Take the line that contains "For every match, output" as the first line and the last line of the material below as the final one; reproduce exactly the lines between, inclusive.

Top of Supplied data

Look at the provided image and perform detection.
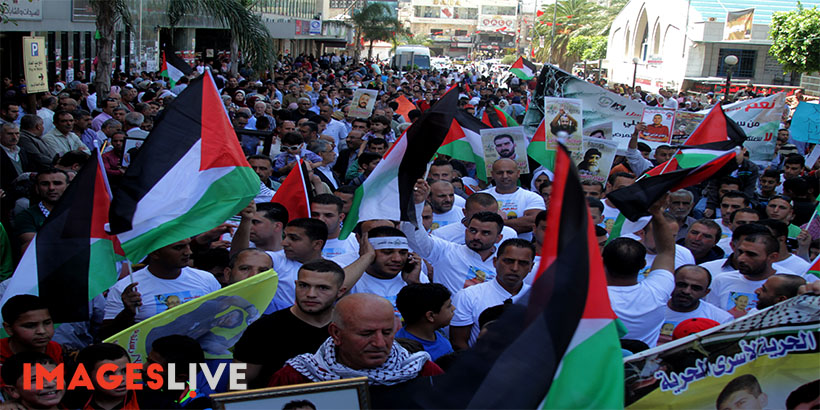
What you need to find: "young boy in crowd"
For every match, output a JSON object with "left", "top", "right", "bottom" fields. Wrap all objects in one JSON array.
[
  {"left": 395, "top": 283, "right": 455, "bottom": 361},
  {"left": 1, "top": 295, "right": 62, "bottom": 366},
  {"left": 1, "top": 352, "right": 65, "bottom": 409},
  {"left": 76, "top": 343, "right": 138, "bottom": 410}
]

Bottom of Supplied data

## Answer section
For every match, output a JSON object with "left", "top", "right", "bottom" fields. Wrap all objects in one JSON array.
[
  {"left": 395, "top": 283, "right": 455, "bottom": 361},
  {"left": 1, "top": 295, "right": 62, "bottom": 366},
  {"left": 1, "top": 352, "right": 65, "bottom": 409},
  {"left": 76, "top": 343, "right": 138, "bottom": 410}
]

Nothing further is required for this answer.